§ Texte à lire
# # # #
Deux événements vont plutôt dans le sens de ce que la France Insoumise défend depuis longtemps pour l’Union européenne. Il montre que le véritable débat ne s’articule pas autour d’une opposition entre souverainiste et « vrais » Européens, entre les partisans de la nation et celles/ceux d’une Europe fédérale, pas plus qu’entre populistes et Européens convaincus ou entre partisans de l’euro et partisans du Frexit. Ces oppositions ne servent qu’à empêcher le débat sur la nature de l’Europe et sont un élément clé du dispositif rhétorico-médiatique verrouillant le plus souvent les discussions sur l’Union européenne, au nom d’un TINA (There Is No Alternative) qui résonne bien au-delà de La République en Marche ou des Républicains. Elles avaient été mobilisées comme jamais en 2005 en faveur du « oui », avec le résultat que l’on sait, favorable en 2005 mais défavorable avec la ratification du traité de Lisbonne.
# # # #
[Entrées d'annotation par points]
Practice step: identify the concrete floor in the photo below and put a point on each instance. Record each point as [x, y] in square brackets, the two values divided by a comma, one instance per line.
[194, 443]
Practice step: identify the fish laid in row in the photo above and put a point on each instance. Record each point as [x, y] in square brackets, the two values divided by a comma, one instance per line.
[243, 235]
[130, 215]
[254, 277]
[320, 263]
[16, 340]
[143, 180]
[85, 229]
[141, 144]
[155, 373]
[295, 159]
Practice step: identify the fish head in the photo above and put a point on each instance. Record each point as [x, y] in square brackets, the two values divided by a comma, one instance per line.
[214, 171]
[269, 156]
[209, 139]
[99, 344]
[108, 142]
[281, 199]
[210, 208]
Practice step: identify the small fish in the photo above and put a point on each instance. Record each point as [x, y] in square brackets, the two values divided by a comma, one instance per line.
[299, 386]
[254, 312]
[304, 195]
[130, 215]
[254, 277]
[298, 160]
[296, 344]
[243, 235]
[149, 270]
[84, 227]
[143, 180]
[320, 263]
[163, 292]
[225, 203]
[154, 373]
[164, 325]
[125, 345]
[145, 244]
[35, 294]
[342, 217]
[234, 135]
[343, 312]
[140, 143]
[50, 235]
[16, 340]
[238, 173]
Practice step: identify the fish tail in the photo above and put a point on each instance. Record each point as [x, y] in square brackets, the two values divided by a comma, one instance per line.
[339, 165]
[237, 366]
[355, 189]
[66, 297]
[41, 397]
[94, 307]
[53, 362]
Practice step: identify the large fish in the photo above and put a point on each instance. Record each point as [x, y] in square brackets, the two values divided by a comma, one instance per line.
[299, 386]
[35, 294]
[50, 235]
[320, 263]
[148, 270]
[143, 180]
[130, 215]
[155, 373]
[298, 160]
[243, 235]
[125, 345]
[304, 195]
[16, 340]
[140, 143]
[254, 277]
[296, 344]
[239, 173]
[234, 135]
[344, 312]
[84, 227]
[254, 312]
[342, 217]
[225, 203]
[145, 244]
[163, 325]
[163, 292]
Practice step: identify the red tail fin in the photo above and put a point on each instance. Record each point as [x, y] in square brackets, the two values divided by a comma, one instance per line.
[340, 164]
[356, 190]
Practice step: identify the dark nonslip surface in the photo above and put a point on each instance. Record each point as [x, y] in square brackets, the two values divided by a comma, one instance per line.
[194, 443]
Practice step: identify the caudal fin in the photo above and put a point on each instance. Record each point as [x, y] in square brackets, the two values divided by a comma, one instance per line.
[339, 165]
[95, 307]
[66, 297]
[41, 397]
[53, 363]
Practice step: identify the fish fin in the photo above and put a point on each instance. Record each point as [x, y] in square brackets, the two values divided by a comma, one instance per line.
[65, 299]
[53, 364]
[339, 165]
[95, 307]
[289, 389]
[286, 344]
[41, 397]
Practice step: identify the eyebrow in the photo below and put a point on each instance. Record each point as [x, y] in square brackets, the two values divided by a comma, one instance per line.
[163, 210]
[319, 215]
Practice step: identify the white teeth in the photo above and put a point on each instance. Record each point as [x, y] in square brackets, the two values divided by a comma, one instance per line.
# # # #
§ Problème court
D'après le texte à lire, en quelle année les oppositions évoquées ont-elles été mobilisées comme jamais en faveur du « oui » ?

§ Sortie attendue
En 2005.